··· Task material ···

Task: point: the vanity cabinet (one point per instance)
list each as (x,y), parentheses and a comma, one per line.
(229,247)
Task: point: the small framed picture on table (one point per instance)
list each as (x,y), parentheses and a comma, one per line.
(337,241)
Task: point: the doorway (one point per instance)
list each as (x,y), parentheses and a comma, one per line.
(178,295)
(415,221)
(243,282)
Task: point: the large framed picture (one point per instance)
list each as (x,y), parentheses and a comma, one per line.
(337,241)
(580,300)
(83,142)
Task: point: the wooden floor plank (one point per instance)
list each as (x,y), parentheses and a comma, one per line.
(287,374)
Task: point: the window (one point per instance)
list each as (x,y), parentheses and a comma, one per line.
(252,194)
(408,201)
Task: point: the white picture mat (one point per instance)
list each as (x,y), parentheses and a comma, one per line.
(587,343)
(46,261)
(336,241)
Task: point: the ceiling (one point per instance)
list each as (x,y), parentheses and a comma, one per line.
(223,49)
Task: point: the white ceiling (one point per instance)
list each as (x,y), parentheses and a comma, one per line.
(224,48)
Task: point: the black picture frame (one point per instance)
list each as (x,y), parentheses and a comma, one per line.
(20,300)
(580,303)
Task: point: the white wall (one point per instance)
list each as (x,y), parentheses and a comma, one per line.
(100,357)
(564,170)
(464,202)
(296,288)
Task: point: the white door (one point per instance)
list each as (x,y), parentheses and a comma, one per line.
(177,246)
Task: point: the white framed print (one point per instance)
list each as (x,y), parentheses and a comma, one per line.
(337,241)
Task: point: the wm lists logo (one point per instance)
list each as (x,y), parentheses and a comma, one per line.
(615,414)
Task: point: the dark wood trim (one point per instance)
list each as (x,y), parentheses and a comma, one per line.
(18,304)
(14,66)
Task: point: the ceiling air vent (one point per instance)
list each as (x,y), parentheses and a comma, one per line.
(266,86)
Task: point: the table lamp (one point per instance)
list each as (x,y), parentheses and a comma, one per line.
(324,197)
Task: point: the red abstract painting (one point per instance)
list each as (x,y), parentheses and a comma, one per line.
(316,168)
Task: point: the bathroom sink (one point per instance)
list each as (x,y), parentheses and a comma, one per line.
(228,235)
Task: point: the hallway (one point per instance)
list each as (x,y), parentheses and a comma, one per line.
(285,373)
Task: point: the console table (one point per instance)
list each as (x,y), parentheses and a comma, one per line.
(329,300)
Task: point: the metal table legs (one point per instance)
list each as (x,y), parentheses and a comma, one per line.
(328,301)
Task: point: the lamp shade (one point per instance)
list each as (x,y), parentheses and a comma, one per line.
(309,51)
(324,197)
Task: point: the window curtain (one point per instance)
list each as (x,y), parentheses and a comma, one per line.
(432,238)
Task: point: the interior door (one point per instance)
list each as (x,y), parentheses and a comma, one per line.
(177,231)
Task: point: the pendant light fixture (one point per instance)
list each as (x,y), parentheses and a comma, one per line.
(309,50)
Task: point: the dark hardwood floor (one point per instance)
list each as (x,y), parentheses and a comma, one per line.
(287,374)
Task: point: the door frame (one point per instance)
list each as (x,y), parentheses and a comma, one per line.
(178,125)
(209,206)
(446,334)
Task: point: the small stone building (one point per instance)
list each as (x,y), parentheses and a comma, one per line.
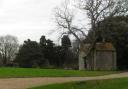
(102,57)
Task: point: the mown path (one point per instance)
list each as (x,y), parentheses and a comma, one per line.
(23,83)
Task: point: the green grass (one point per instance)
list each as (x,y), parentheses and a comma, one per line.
(30,72)
(97,84)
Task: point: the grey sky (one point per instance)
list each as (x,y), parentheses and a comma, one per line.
(27,18)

···

Exercise details:
Output the data exactly. Pictures don't belong in the result.

Full response:
Task: point: the vanity cabinet (one point per instance)
list each as (x,y), parentheses and a comma, one per line.
(229,247)
Task: point: the small framed picture on table (one point per instance)
list each as (x,y), parentheses and a comma, one per line.
(337,241)
Task: point: the doorway (one point per instance)
list each as (x,y), parentheses and a comma, one per line.
(178,295)
(415,221)
(243,282)
Task: point: the large framed picture (one point per instance)
list each as (x,y), parentheses and a comma, one per line.
(337,241)
(580,300)
(83,142)
Task: point: the wooden floor plank (one point per instance)
list each as (x,y), parentheses and a comma, one per line.
(287,374)
Task: point: the window (one point per instance)
list each as (x,y), parentheses and a comma, one per line.
(252,194)
(408,201)
Task: point: the white picture mat (one point per instance)
list each as (x,y), parentheses and a comma, one per line.
(587,343)
(46,261)
(336,241)
Task: point: the ceiling (one point per instance)
list each as (x,y), parentheses and a comma, one per line.
(223,49)
Task: point: the white ceiling (one point per instance)
list each as (x,y), parentheses and a comma, one per line.
(224,48)
Task: point: the black picture frame (one point per instance)
list each as (x,y), parentheses and a comma, one per line.
(20,300)
(580,303)
Task: point: the white wall (one point per instance)
list each as (x,y), parentheses and a comma, one per line.
(100,357)
(564,170)
(464,202)
(296,288)
Task: point: the white door (one point per instance)
list each as (x,y), parentheses and a comma, one per line.
(177,246)
Task: point: the white framed print (one point per instance)
list each as (x,y), parentheses and a comma, one per line.
(337,241)
Task: point: the wm lists logo (one point per instance)
list each as (x,y), parentheses and a comma, one per line.
(615,414)
Task: point: the dark wood trim (one point per instance)
list each as (x,y), parentheses and a comma, one per line.
(18,304)
(14,66)
Task: point: the ceiling air vent (one point per instance)
list each as (x,y), parentheses and a comma, one per line.
(266,86)
Task: point: the table lamp (one point per instance)
list each as (x,y), parentheses and a comma, one per line.
(324,197)
Task: point: the red abstract painting (one point per instance)
list each as (x,y), parentheses and a comma, one per line.
(316,168)
Task: point: the bathroom sink (one point per instance)
list each as (x,y), parentheses and a comma, one per line.
(228,235)
Task: point: the hallway (one point per instance)
list each as (x,y), parentheses and a comma, one per line.
(285,373)
Task: point: the console table (one point per instance)
list each as (x,y), parentheses and a comma, one per line.
(329,300)
Task: point: the metal table legs (one point per instance)
list each as (x,y), parentheses and a comma, one per line.
(328,301)
Task: point: the lamp shade (one point per instance)
list each as (x,y), parentheses and a comma, one per line.
(309,51)
(324,197)
Task: point: the window curtain (one point per instance)
list each as (x,y), parentheses and a comma, one per line.
(432,238)
Task: point: the interior door (one point per instance)
list each as (x,y), parentheses and a comma, one per line.
(177,231)
Task: point: the pendant light fixture (one point per instance)
list each as (x,y), parentheses and a comma, one per line.
(309,50)
Task: point: the dark hardwood floor (one point per instance)
list each as (x,y), parentheses and a comma, one per line.
(287,374)
Task: point: the door frame (one point per instance)
list each as (x,y), parentheses and a comma, one per line.
(178,125)
(209,206)
(446,334)
Task: point: the small stone building (one point per instance)
list each as (x,y), parentheses and a comma, one per line.
(102,57)
Task: point: the mown path (one point per instance)
list each as (x,y), parentheses and a comma, one per line.
(23,83)
Task: point: the green grass (one point per instance)
list each as (x,y), parentheses and a comma, one per line.
(30,72)
(97,84)
Task: point: the grey sky (one point per instance)
list each as (x,y), parentheses and a comma, one per line.
(27,18)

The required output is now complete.